*Wat je doet*:
Beantwoord in één regel per vraag deze vragen over de tekst over antidiscriminatiebureaus:
(a) Voor welke drie functies bij het kantoor moest je volgens Garvey zo wit mogelijk zijn?
(b) Hoeveel hoger is volgens de tekst de werkloosheid onder mensen van kleur dan onder witten?
(c) Wie zijn bij de ADB's en meldpunten in het gunstigste geval mensen van kleur?

Het is altijd al een hot issue geweest: de rol van wit en zwart in de anti-racisme strijd. We zullen in de komende nieuwsbrieven steeds weer één aspect behandelen. Hier gaat het om de anti-distriminatiebureaus en de meldpunten tegen discriminatie.
Marcus Garvey beschrijft zijn ervaring toen hij in Amerika aankwam en een bezoek bracht aan het kantoor van de National Association for the Advancement of Colored People en haar gekleurde leider W.E.B. du Bois. Hij schrijft in de derde persoon: “When Garvey arrived in America and visited the office of the National Association for the Advancement of ‘Colored’ People to interview Dr. Du Bois, who was regarded as a leader of the Negro people, and who had recently visited the West Indies, he was dumfounded on approach to the office to find that but for Mr. Dill, Du Bois, himself and the office boy, he could not tell whether he was in a white office or that of the National Association for the Advancement of ‘Colored’ People. The whole staff was either white or very near white, and thus Garvey got his first shock of the advancement hypocrisy. There was no representation of the race there that anyone could recognize. The advancement meant that you had to be as near white as possible, otherwise there was no place for you as stenographer, clerk or attendant in the office of the National Association for the Advancement of ‘Colored’ People. After a short talk with Du Bois, Garvey became so disgusted with the man and his principles that the thought he never contemplated entered his mind – that of remaining in America to teach Du Bois and his group what race pride meant.” Garvey, M. (1973): Philosophy and Opinions of Marcus Garvey. Volume II. Atheneum. New York, p. 55
Een soortgelijke situatie doet zich voor bij de Anti-Discriminatie Bureaus en de meldpunten tegen discriminatie. De meeste mensen die daar werken zijn wit. Stel je voor dat bij bureaus tegen vrouwendiscriminatie voornamelijk mannen zouden werken. Wie zou dat anno 2016 accepteren? Niemand! Maar bij de ADB’s en meldpunten discriminatie is dat heel normaal, nota bene in een situatie waarin de werkloosheid onder mensen van kleur tweemaal zo hoog is als onder witten.
Bij de ADB’s en meldpunten discriminatie wordt het beleid voornamelijk gemaakt door witte mensen. De directeuren van die bureau’s en de leidende staf zijn vaak wit. De stagiaires en secretaressen zijn in het gunstigste geval mensen van kleur.

Opgeslagen gegevens:
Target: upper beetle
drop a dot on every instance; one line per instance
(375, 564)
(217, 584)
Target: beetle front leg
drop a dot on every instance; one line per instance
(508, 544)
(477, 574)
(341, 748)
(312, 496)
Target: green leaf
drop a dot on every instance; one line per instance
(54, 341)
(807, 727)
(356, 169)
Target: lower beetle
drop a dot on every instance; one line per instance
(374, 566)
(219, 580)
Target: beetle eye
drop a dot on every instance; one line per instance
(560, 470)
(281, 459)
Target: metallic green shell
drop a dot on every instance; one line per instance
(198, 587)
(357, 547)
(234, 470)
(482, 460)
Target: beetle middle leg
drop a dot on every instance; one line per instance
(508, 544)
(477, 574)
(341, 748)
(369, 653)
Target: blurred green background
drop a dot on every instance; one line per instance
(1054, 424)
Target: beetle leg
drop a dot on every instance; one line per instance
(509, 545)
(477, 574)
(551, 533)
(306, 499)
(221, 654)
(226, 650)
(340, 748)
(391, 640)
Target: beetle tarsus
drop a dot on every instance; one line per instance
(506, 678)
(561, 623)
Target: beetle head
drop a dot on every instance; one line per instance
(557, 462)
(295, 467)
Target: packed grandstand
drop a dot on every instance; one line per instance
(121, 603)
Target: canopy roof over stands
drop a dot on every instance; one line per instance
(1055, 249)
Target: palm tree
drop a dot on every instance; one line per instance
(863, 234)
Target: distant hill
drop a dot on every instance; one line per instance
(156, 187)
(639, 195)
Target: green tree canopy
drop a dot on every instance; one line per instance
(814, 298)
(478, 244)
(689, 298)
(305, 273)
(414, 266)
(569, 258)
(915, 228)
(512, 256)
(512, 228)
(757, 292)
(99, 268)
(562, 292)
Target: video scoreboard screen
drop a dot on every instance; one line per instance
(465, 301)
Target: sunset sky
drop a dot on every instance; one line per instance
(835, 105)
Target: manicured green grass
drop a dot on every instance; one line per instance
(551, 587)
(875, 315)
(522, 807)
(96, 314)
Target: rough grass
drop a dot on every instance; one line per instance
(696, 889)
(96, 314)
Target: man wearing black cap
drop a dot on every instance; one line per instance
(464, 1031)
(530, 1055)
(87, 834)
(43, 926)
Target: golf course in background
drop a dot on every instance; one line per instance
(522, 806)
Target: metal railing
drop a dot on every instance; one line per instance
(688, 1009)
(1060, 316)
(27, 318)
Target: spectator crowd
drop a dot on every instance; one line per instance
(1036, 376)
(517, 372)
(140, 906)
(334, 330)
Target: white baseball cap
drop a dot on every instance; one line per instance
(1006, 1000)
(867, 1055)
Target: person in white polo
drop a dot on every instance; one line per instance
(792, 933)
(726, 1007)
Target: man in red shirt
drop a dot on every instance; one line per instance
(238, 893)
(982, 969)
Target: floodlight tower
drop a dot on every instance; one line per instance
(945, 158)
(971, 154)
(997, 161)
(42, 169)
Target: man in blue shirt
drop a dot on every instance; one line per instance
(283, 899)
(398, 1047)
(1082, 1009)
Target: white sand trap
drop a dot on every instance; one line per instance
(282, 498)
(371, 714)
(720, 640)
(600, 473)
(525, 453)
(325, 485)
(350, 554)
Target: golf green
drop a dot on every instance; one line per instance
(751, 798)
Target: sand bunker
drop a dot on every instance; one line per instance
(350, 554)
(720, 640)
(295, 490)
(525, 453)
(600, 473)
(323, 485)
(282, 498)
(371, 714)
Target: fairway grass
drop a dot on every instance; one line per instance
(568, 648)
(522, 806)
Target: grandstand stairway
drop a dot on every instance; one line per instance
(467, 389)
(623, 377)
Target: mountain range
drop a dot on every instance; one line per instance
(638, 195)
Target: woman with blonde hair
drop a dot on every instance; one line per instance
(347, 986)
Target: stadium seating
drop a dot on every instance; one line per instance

*Antwoord*:
(a) Stenographer, clerk en attendant.
(b) Tweemaal zo hoog.
(c) De stagiaires en secretaressen.